======== Excerpt provided ========

To host the new website, we are using GitHub Pages
like for the old website. GitHub Pages is perfect for hosting static sites and
integrates very well with GitHub Actions.
Within the
deploy.yaml
GitHub Action, we are building and deploying our website:
---
name: Deploy
on:
push:
branches:
- main
jobs:
build-website:
name: Build Website
runs-on: ubuntu-latest
permissions:
contents: read
pages: write
id-token: write
steps:
# Checkout the repository, setup Go and Node.js, install the Go and
# Node.js dependencies and build the "generator" binary
- name: Checkout
uses: actions/checkout@v4
- name: Setup Go
uses: actions/setup-go@v5
with:
go-version-file: go.mod
cache: true
cache-dependency-path: go.sum
- name: Setup Node
uses: actions/setup-node@v4
with:
node-version: "20"
cache: npm
cache-dependency-path: package-lock.json
- name: Setup Pages
uses: actions/configure-pages@v5
- name: Install Dependencies / Build Binary
run: |
go mod download
go build -o generator .
npm install
# Run the generator to create the static files for our website in the
# "dist" directory
#
# To be able to use a custom domain for our GitHub page we also create a
# file named "CNAME" within the "dist" directory, which contains our
# custom domain (see https://docs.github.com/en/pages/configuring-a-custom-domain-for-your-github-pages-site/managing-a-custom-domain-for-your-github-pages-site#configuring-a-subdomain)

========

Work request A: Repeat everything in the GitHub Pages deployment excerpt from "To host the" down to "with GitHub Actions.".

======== Provided records ========

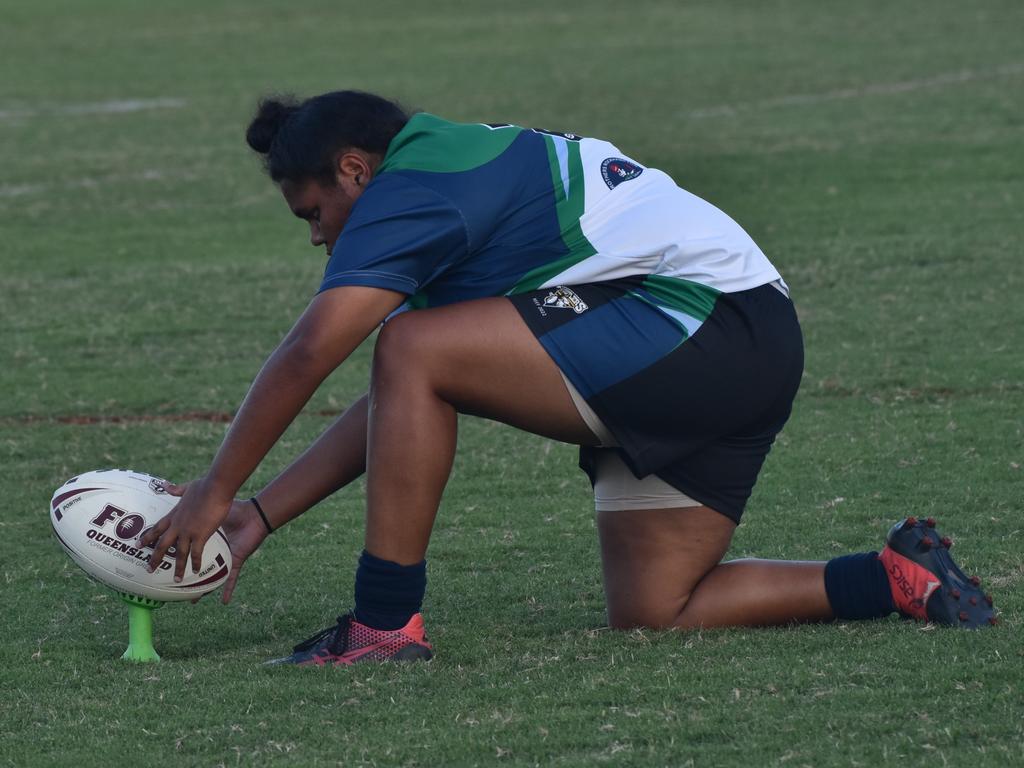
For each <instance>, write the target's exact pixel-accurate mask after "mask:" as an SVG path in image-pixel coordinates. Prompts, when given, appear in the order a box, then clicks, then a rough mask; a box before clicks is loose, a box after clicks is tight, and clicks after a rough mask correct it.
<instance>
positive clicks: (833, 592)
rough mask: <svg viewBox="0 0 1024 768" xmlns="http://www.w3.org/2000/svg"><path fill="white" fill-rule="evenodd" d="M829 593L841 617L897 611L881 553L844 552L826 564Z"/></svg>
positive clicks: (832, 603)
mask: <svg viewBox="0 0 1024 768" xmlns="http://www.w3.org/2000/svg"><path fill="white" fill-rule="evenodd" d="M825 594H826V595H827V596H828V602H829V604H831V609H833V613H835V614H836V617H837V618H882V617H883V616H887V615H889V614H890V613H892V612H893V611H894V610H896V604H895V603H894V602H893V593H892V589H891V588H890V587H889V577H887V575H886V568H885V566H884V565H883V564H882V561H881V560H880V559H879V553H878V552H860V553H858V554H856V555H844V556H843V557H837V558H835V559H831V560H829V561H828V562H827V563H825Z"/></svg>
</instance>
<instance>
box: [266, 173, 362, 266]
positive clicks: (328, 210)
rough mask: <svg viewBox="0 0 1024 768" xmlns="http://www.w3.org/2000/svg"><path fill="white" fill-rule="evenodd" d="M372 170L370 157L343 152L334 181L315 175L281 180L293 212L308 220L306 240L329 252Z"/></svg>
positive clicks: (340, 233)
mask: <svg viewBox="0 0 1024 768" xmlns="http://www.w3.org/2000/svg"><path fill="white" fill-rule="evenodd" d="M372 174H373V171H372V166H371V163H370V159H369V158H365V157H362V156H356V155H352V154H346V155H344V156H342V157H341V158H340V159H339V161H338V169H337V172H336V174H335V183H334V184H325V183H324V182H322V181H318V180H317V179H307V180H304V181H292V180H290V179H284V180H283V181H282V182H281V193H282V195H284V197H285V202H286V203H288V207H289V208H291V209H292V213H294V214H295V215H296V216H298V217H299V218H300V219H302V220H303V221H307V222H308V223H309V242H310V244H312V245H313V246H325V247H326V248H327V253H328V256H330V255H331V251H332V250H334V244H335V242H336V241H337V240H338V236H339V234H341V230H342V228H343V227H344V226H345V222H346V221H348V216H349V214H350V213H351V211H352V206H353V205H354V204H355V201H356V200H358V198H359V196H360V195H361V194H362V190H364V189H365V188H366V185H367V184H368V183H369V182H370V179H371V177H372Z"/></svg>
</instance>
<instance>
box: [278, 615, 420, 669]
mask: <svg viewBox="0 0 1024 768" xmlns="http://www.w3.org/2000/svg"><path fill="white" fill-rule="evenodd" d="M431 656H433V648H432V647H431V645H430V643H429V642H427V635H426V633H425V632H424V629H423V615H422V614H420V613H416V614H415V615H413V617H412V618H410V620H409V623H408V624H407V625H406V626H404V627H402V628H401V629H399V630H375V629H373V628H372V627H367V626H366V625H365V624H359V623H358V622H356V621H355V617H354V616H353V615H352V614H351V613H348V614H347V615H344V616H339V617H338V624H336V625H334V626H333V627H328V628H327V629H326V630H323V631H321V632H317V633H316V634H315V635H313V636H312V637H311V638H309V639H308V640H305V641H303V642H301V643H299V644H298V645H296V646H295V648H294V649H293V651H292V655H290V656H285V657H284V658H274V659H272V660H270V662H267V663H266V664H267V665H280V664H294V665H298V666H300V667H311V666H316V667H325V666H332V667H340V666H346V667H347V666H350V665H353V664H358V663H360V662H426V660H429V659H430V657H431Z"/></svg>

========

Work request B: Please reproduce everything in the listing from its start down to the line containing "positive clicks: (833, 592)", leaving out the pictures.

Your solution A:
To host the new website, we are using GitHub Pages
like for the old website. GitHub Pages is perfect for hosting static sites and
integrates very well with GitHub Actions.

Your solution B:
For each <instance>, write the target's exact pixel-accurate mask after "mask:" as an SVG path in image-pixel coordinates. Prompts, when given, appear in the order a box, then clicks, then a rough mask; a box before clicks is loose, a box after clicks is tight, and clicks after a rough mask correct it.
<instance>
positive clicks: (833, 592)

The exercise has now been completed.